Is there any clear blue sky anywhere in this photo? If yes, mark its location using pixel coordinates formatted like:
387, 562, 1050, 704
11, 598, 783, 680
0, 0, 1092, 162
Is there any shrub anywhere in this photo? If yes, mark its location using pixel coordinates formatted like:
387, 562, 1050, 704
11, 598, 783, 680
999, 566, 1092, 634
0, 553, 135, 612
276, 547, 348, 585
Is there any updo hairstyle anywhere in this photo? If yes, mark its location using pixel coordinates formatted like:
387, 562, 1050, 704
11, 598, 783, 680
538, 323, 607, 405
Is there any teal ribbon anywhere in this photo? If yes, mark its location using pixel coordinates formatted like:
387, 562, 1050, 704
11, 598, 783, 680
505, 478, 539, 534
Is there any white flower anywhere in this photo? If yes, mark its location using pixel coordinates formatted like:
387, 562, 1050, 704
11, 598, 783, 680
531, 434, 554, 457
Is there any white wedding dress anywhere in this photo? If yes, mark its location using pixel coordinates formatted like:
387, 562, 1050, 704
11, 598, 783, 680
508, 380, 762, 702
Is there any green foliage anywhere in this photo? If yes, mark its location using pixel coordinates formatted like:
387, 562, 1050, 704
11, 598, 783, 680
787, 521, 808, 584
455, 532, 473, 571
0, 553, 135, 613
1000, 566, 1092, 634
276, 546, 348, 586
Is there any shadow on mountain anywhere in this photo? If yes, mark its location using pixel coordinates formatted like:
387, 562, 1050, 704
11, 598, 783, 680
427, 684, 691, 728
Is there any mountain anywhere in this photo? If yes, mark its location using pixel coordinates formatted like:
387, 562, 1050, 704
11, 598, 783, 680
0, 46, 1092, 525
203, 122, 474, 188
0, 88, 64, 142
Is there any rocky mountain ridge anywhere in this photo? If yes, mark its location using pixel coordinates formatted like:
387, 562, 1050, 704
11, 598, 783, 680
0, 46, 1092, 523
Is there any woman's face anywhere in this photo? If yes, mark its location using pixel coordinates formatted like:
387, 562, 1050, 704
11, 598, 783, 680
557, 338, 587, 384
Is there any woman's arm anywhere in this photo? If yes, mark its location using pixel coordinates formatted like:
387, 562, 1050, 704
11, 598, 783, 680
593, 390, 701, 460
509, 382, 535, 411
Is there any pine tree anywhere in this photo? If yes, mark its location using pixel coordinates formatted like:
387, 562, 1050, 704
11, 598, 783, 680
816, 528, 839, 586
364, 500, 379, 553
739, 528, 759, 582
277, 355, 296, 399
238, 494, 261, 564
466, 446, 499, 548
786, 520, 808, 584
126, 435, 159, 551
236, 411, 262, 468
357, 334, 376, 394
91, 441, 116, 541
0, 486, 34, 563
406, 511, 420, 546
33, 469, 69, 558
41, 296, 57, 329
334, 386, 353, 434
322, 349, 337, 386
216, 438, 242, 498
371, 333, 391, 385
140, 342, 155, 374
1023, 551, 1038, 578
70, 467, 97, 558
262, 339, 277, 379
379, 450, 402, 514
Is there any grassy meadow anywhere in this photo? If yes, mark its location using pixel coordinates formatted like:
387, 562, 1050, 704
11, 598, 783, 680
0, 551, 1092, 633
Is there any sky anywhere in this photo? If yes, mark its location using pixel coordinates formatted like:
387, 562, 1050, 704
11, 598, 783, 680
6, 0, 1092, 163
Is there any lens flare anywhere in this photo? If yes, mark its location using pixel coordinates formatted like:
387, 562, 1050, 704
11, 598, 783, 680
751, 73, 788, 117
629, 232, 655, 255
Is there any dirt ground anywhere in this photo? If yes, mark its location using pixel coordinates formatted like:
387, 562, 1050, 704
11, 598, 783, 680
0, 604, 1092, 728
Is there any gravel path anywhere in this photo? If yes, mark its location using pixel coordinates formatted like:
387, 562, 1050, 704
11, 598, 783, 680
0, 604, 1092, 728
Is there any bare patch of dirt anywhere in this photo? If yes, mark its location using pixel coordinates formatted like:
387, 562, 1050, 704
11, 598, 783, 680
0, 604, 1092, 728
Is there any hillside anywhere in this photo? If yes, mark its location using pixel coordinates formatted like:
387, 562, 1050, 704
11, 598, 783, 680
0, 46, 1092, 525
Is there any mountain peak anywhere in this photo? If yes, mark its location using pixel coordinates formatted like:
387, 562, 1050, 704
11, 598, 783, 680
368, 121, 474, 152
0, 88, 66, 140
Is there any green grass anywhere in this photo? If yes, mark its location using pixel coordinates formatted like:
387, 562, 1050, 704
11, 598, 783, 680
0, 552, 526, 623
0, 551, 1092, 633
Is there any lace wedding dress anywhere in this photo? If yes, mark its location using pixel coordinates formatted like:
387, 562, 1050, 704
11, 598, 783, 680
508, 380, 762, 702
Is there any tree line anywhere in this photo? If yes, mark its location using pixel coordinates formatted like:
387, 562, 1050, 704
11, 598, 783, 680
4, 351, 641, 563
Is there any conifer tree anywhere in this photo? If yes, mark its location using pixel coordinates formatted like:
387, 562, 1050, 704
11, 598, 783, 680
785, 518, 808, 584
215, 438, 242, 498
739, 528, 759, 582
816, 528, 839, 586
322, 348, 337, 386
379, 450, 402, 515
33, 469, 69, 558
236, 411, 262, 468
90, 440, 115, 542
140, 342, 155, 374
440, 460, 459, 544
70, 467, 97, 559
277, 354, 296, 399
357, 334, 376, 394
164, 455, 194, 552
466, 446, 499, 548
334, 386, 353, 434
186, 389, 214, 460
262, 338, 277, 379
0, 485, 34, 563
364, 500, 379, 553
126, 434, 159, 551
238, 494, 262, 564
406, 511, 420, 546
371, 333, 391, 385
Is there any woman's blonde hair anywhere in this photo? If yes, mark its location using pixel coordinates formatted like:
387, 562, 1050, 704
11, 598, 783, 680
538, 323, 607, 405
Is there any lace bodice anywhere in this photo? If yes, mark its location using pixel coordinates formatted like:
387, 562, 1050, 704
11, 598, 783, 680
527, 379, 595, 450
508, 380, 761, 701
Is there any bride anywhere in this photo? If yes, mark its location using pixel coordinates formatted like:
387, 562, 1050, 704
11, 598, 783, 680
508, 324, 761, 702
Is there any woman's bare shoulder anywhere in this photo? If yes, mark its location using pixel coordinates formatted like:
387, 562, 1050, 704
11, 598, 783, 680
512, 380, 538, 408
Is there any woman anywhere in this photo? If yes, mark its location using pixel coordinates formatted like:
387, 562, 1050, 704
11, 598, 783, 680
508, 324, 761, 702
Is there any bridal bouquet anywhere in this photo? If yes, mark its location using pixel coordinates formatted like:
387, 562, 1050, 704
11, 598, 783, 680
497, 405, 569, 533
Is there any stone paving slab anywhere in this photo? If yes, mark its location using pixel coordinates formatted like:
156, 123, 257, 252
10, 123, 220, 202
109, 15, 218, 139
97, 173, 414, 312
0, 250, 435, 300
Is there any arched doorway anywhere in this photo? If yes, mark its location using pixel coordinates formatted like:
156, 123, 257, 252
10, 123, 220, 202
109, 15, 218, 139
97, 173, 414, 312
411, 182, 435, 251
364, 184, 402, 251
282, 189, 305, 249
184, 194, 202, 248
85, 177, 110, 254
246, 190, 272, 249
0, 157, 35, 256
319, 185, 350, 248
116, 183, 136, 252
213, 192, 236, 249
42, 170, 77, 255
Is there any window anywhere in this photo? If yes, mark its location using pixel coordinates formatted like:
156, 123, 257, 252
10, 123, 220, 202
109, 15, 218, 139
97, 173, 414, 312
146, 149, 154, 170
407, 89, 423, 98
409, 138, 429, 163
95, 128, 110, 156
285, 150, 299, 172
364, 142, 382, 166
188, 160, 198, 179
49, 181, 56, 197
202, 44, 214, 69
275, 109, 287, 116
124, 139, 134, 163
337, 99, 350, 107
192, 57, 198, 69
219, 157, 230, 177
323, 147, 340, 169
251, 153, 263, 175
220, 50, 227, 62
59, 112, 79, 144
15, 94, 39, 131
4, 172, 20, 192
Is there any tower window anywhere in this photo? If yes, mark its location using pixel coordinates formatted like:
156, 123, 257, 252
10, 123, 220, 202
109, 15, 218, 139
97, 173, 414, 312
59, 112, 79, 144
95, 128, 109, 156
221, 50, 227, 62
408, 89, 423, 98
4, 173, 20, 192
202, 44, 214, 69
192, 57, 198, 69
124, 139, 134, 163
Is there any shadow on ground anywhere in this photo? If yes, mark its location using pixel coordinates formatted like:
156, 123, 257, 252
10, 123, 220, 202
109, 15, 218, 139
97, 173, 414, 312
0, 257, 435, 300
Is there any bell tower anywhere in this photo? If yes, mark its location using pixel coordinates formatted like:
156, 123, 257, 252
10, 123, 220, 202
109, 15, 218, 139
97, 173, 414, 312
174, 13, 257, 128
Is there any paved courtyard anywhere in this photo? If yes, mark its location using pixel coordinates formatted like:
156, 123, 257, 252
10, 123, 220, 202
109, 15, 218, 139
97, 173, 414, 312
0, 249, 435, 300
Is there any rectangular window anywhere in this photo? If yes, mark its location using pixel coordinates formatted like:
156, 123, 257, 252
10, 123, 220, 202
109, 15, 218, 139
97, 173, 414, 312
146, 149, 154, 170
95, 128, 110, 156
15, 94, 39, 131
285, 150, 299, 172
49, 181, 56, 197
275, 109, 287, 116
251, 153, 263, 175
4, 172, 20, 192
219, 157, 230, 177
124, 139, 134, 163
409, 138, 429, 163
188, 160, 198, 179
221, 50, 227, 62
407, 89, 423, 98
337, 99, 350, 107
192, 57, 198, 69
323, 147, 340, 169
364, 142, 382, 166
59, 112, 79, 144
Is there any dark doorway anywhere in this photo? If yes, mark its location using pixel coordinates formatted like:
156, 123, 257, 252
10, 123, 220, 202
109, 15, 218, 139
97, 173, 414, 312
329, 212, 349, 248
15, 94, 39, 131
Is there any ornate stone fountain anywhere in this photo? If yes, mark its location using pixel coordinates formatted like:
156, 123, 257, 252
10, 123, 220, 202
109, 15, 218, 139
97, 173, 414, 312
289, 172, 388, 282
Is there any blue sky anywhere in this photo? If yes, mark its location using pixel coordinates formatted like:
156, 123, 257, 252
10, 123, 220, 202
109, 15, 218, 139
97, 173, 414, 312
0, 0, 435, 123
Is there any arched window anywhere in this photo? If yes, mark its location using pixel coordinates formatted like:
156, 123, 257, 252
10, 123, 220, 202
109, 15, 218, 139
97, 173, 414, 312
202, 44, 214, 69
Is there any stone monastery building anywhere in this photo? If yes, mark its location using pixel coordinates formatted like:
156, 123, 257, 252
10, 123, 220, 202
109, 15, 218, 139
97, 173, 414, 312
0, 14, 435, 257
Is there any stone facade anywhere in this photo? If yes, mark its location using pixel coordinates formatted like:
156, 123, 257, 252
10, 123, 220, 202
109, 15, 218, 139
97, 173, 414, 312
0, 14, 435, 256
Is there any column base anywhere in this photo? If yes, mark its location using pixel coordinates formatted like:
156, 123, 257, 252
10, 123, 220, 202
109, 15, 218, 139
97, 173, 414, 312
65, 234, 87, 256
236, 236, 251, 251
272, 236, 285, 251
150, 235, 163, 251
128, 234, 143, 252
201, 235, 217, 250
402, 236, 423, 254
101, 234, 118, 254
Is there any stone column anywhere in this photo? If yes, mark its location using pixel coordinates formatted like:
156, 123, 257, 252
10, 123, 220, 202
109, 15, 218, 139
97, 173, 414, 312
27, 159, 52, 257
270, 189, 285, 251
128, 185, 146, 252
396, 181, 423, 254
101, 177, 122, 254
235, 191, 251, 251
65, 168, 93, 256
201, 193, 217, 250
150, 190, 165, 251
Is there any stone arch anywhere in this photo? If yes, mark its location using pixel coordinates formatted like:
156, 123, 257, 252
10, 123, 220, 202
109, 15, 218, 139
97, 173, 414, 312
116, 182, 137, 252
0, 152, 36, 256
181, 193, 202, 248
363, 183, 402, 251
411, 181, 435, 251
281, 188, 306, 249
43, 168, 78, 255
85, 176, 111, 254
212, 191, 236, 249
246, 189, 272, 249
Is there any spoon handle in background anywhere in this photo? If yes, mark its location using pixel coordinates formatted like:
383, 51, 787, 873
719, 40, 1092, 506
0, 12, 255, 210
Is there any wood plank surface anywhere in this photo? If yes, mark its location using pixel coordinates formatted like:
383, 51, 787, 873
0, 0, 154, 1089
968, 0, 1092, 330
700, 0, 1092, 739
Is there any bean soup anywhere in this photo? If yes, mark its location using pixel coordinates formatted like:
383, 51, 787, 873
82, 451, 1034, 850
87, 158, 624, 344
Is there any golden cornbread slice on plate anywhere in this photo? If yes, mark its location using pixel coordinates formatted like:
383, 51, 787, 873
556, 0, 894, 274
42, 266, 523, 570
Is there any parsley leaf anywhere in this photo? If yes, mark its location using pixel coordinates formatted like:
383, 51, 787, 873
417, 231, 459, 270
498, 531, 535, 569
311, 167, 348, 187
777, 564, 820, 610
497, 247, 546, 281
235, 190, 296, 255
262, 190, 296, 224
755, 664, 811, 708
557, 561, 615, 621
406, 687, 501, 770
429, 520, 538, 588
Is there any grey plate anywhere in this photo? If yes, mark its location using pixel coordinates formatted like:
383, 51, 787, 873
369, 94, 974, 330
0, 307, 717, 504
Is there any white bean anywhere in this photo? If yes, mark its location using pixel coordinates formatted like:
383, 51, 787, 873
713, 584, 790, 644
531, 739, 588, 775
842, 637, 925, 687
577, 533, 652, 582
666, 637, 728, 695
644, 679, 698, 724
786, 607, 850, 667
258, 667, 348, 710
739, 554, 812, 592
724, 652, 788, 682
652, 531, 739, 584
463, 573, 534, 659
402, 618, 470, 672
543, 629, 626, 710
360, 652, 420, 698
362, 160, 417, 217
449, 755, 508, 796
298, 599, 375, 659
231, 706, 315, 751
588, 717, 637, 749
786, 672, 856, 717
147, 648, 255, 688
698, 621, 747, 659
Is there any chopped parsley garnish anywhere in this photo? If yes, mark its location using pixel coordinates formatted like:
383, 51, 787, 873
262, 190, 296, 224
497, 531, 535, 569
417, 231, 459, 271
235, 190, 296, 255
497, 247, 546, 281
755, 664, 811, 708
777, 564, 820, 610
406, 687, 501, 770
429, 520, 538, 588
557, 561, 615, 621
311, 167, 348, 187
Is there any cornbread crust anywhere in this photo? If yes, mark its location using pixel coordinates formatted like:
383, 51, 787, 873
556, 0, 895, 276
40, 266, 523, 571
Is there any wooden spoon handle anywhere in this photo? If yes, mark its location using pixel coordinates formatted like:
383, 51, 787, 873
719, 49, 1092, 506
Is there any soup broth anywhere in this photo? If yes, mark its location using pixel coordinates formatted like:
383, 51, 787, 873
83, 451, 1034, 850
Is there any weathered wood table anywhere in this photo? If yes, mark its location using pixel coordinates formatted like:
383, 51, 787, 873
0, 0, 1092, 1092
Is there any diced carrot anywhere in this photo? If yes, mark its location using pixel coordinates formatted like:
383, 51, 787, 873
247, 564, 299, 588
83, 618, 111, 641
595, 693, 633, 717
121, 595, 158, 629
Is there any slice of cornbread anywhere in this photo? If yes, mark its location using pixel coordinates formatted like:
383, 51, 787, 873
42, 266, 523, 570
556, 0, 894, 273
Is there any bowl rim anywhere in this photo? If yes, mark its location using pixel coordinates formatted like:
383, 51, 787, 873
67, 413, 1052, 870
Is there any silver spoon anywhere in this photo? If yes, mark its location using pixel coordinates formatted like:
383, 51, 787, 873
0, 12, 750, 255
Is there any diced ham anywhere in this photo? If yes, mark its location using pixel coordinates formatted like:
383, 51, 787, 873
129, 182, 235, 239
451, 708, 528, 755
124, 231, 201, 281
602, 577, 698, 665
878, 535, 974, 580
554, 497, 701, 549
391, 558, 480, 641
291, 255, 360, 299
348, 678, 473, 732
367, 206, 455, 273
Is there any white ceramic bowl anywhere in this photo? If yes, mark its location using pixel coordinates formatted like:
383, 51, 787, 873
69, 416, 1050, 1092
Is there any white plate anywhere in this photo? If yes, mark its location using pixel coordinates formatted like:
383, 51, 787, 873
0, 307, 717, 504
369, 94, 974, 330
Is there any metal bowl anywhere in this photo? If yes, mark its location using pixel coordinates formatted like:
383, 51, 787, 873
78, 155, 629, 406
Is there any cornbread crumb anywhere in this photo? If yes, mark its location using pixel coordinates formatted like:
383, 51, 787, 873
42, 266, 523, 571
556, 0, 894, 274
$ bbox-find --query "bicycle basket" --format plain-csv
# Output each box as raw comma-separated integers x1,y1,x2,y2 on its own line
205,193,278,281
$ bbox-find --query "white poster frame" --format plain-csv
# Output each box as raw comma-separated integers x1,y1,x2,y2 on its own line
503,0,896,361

● Exercise requirements:
Reproduce the listing lines verbatim, starting with the line containing "Is there any mountain anywhere" and going on through the line containing "0, 88, 64, 142".

● Reply:
Is there any mountain anywhere in this photo? If yes, mark its location using pixel coordinates formatted like:
387, 562, 1050, 704
11, 598, 783, 680
0, 46, 1092, 525
203, 122, 474, 188
0, 88, 64, 142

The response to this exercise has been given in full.